▸ Task directions
What is needed is an exact copy of the lines from the one containing "Each instance of the baked" through the last line of the records, with no pictures.

[Source data]
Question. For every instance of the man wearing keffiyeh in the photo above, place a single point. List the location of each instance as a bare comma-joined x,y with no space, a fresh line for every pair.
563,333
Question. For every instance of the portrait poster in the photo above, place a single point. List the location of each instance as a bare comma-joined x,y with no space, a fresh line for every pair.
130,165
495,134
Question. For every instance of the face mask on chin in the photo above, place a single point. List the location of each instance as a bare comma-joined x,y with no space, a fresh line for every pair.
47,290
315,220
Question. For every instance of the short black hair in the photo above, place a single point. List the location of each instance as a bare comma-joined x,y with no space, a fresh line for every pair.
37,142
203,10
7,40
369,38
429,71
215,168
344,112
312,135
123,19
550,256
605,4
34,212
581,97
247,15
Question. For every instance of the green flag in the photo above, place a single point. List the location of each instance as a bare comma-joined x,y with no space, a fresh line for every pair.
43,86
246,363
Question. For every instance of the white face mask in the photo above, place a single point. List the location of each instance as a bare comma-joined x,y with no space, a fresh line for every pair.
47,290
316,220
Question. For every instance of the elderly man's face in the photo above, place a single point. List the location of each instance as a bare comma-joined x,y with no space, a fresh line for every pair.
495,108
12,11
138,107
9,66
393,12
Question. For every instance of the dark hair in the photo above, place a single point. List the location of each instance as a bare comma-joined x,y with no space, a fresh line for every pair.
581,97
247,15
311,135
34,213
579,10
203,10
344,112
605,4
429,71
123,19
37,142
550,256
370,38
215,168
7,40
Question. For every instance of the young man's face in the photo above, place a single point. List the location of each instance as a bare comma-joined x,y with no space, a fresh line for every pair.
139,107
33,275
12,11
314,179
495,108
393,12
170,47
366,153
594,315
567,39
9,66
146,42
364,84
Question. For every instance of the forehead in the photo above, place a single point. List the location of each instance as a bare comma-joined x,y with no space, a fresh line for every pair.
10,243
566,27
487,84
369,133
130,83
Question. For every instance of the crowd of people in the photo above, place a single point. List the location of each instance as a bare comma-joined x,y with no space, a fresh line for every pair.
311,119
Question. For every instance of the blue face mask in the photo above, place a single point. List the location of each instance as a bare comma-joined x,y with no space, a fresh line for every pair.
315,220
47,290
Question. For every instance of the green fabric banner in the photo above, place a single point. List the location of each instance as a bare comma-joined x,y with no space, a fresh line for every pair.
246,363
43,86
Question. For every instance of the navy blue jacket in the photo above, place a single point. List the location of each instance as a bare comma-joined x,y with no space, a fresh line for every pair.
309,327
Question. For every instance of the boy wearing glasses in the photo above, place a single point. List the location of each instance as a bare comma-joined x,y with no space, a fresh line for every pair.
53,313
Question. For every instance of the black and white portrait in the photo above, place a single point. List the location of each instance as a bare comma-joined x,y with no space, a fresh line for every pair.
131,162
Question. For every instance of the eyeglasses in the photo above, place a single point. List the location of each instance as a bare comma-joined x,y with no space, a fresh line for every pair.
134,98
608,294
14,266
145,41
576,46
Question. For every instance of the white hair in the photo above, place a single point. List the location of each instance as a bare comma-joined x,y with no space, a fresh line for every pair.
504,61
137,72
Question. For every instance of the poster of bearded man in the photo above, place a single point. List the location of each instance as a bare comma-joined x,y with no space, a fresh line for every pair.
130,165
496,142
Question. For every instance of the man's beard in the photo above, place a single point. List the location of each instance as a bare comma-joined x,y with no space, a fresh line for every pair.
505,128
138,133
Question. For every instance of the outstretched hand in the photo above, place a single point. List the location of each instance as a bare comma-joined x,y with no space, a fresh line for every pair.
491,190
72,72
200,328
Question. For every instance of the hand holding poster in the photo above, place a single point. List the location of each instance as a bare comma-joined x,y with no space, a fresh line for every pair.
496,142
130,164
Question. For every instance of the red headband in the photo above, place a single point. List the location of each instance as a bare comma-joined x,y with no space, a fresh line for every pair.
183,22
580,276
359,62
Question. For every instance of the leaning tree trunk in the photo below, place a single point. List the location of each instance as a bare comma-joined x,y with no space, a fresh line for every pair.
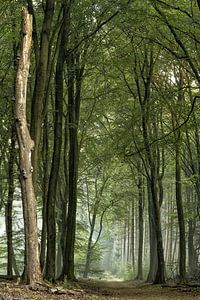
141,226
32,265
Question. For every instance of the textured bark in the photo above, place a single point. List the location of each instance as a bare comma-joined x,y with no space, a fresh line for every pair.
53,180
141,227
42,78
74,90
32,265
152,234
153,171
133,234
9,203
45,154
181,222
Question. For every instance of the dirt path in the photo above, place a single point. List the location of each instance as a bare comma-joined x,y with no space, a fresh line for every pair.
98,290
137,291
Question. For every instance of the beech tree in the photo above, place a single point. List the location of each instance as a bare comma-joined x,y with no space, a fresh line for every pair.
26,144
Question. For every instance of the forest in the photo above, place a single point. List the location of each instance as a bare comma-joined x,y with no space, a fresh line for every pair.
100,141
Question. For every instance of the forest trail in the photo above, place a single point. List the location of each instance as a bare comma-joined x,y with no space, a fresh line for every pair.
98,290
118,290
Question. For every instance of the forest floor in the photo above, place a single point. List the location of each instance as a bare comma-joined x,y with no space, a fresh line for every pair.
100,290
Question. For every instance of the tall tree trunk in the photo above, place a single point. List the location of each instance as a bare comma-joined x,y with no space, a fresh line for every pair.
75,77
9,204
32,265
53,180
152,235
41,80
45,157
133,234
141,227
89,247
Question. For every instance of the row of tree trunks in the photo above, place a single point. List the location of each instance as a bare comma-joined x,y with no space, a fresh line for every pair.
26,144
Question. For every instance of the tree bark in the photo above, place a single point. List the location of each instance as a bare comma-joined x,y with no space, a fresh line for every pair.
32,265
141,227
40,89
9,204
53,180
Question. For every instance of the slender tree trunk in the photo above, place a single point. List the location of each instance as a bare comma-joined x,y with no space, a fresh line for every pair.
32,265
45,153
9,204
152,234
133,234
141,228
53,180
75,77
42,77
89,247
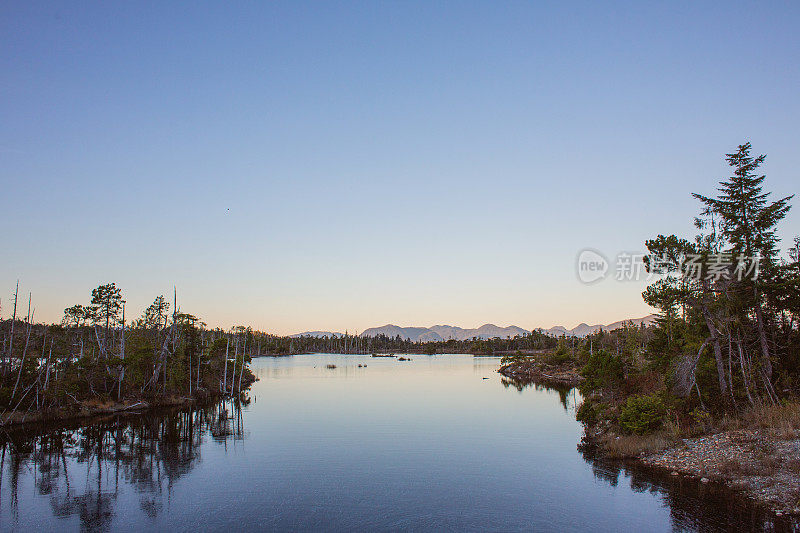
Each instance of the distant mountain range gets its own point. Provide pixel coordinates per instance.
(318, 334)
(487, 331)
(582, 330)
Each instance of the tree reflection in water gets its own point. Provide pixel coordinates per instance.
(81, 468)
(693, 506)
(567, 396)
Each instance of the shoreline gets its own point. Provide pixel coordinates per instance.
(537, 371)
(95, 408)
(762, 465)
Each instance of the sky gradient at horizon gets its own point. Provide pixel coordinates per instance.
(341, 166)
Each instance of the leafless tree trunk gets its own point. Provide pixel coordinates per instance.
(25, 351)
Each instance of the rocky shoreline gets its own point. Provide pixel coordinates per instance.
(761, 464)
(95, 407)
(537, 371)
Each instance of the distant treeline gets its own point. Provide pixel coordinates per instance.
(346, 343)
(98, 354)
(727, 340)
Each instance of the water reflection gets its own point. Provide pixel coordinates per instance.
(693, 506)
(81, 469)
(567, 396)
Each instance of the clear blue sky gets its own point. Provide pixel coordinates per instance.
(297, 166)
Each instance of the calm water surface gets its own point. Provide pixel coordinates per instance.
(427, 444)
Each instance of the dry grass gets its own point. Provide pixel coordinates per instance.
(784, 417)
(793, 466)
(635, 445)
(732, 468)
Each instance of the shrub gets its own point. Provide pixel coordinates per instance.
(587, 413)
(642, 414)
(559, 357)
(602, 370)
(518, 357)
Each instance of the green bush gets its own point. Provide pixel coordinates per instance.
(587, 413)
(642, 414)
(603, 370)
(559, 357)
(518, 357)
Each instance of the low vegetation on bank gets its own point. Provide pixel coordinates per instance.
(712, 389)
(98, 360)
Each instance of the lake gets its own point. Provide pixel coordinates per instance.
(427, 444)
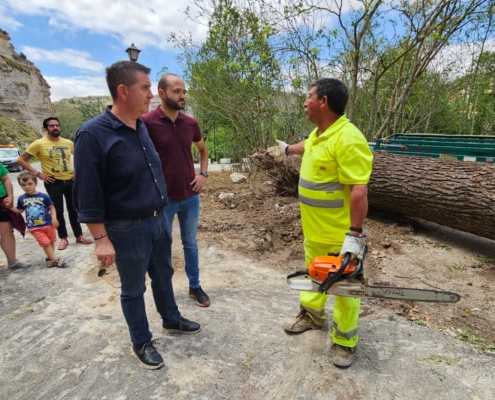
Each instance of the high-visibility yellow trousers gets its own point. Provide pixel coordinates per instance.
(345, 310)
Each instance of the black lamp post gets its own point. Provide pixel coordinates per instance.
(133, 52)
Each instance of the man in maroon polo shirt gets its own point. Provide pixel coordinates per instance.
(173, 133)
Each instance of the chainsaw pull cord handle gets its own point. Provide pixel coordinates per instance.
(327, 283)
(360, 263)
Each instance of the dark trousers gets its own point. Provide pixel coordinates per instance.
(57, 191)
(144, 245)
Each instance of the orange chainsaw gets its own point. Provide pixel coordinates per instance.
(345, 277)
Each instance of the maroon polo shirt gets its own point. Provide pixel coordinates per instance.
(173, 141)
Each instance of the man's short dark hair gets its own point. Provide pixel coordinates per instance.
(123, 73)
(336, 92)
(163, 82)
(45, 121)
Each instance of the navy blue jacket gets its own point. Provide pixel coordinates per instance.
(118, 174)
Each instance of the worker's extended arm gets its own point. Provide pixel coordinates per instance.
(359, 208)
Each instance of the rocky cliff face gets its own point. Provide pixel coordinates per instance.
(24, 93)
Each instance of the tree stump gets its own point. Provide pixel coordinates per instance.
(457, 194)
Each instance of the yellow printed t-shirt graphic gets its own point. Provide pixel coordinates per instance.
(54, 156)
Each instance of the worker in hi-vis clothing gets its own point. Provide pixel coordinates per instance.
(336, 167)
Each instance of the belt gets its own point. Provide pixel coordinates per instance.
(155, 213)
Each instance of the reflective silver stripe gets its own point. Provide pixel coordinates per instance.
(339, 203)
(324, 186)
(316, 313)
(348, 335)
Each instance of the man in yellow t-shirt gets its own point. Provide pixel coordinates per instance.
(335, 170)
(54, 153)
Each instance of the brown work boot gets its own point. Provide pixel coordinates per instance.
(303, 322)
(342, 356)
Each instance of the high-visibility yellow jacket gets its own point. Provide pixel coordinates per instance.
(339, 157)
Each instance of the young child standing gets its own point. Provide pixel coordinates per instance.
(41, 217)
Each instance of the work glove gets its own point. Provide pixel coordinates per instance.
(282, 146)
(352, 244)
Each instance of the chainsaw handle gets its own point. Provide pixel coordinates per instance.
(327, 283)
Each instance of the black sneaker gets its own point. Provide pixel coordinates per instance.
(200, 296)
(183, 326)
(147, 355)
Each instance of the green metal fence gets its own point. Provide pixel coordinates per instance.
(465, 148)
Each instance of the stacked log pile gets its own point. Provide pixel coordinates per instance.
(457, 194)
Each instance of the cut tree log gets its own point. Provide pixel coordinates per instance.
(457, 194)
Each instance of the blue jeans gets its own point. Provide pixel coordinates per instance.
(57, 191)
(144, 245)
(188, 213)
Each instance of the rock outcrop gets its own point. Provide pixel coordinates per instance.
(24, 93)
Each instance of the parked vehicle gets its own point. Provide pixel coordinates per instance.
(8, 157)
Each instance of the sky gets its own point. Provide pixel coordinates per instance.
(72, 42)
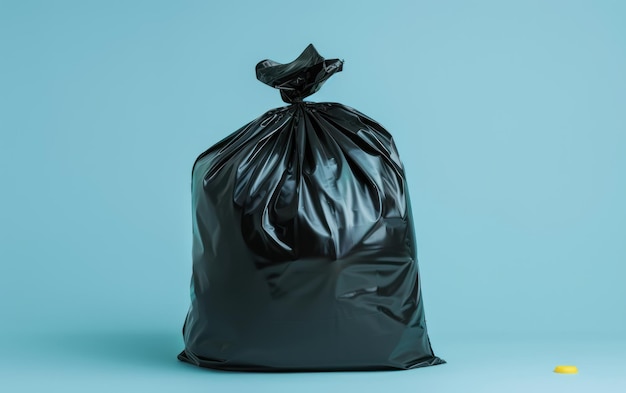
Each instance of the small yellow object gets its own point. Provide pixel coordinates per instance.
(566, 369)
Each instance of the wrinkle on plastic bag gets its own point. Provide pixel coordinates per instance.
(304, 255)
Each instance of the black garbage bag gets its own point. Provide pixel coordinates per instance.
(304, 255)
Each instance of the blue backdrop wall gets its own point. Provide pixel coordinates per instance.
(510, 118)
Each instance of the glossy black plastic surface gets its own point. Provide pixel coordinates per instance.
(304, 255)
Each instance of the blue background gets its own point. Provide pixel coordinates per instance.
(510, 117)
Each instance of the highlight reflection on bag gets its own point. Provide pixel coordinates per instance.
(304, 255)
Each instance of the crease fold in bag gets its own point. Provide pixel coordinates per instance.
(304, 254)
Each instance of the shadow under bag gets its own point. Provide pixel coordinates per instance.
(304, 254)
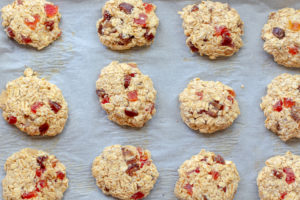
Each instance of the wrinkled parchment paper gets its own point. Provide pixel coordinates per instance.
(74, 62)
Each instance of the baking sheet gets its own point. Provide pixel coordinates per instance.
(74, 62)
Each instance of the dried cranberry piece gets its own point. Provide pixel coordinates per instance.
(278, 32)
(12, 119)
(55, 107)
(44, 128)
(131, 113)
(29, 195)
(290, 176)
(49, 25)
(51, 10)
(60, 175)
(10, 32)
(219, 159)
(278, 174)
(189, 189)
(278, 106)
(138, 195)
(195, 8)
(126, 7)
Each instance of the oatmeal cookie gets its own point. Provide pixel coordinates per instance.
(32, 22)
(34, 105)
(282, 37)
(125, 172)
(208, 106)
(33, 174)
(207, 176)
(281, 106)
(212, 28)
(126, 94)
(127, 23)
(280, 178)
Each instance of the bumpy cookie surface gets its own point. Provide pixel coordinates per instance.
(34, 105)
(281, 106)
(282, 36)
(127, 23)
(125, 172)
(207, 176)
(33, 174)
(126, 94)
(212, 28)
(280, 178)
(208, 106)
(32, 22)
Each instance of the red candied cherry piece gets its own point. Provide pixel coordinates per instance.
(148, 7)
(278, 106)
(10, 32)
(29, 195)
(141, 20)
(288, 102)
(32, 25)
(44, 128)
(60, 175)
(138, 195)
(189, 189)
(290, 176)
(132, 96)
(12, 119)
(51, 10)
(36, 106)
(293, 50)
(55, 107)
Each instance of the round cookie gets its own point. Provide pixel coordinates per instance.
(32, 22)
(282, 36)
(127, 23)
(281, 106)
(212, 28)
(207, 176)
(125, 172)
(208, 106)
(34, 105)
(280, 178)
(126, 94)
(33, 174)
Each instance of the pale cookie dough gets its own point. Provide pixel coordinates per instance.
(34, 105)
(125, 172)
(207, 176)
(32, 22)
(35, 175)
(281, 106)
(282, 37)
(208, 106)
(127, 23)
(212, 28)
(280, 178)
(127, 95)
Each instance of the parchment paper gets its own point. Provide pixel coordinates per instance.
(74, 62)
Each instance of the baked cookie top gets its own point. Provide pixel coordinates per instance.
(212, 28)
(127, 23)
(207, 176)
(208, 106)
(32, 22)
(33, 174)
(282, 36)
(125, 172)
(127, 95)
(281, 106)
(280, 178)
(34, 105)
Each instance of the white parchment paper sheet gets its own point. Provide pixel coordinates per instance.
(74, 62)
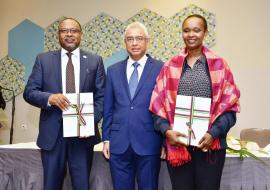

▸ Your solution
Each instance of the baked cookie top gets its own point. Provide pixel coordinates per instance.
(212, 28)
(127, 23)
(207, 176)
(208, 106)
(32, 22)
(33, 174)
(282, 36)
(125, 172)
(127, 95)
(281, 106)
(280, 178)
(34, 105)
Each instance of the white parchment paper sheet gets its own point. Provide pixel coordinates per instance.
(74, 62)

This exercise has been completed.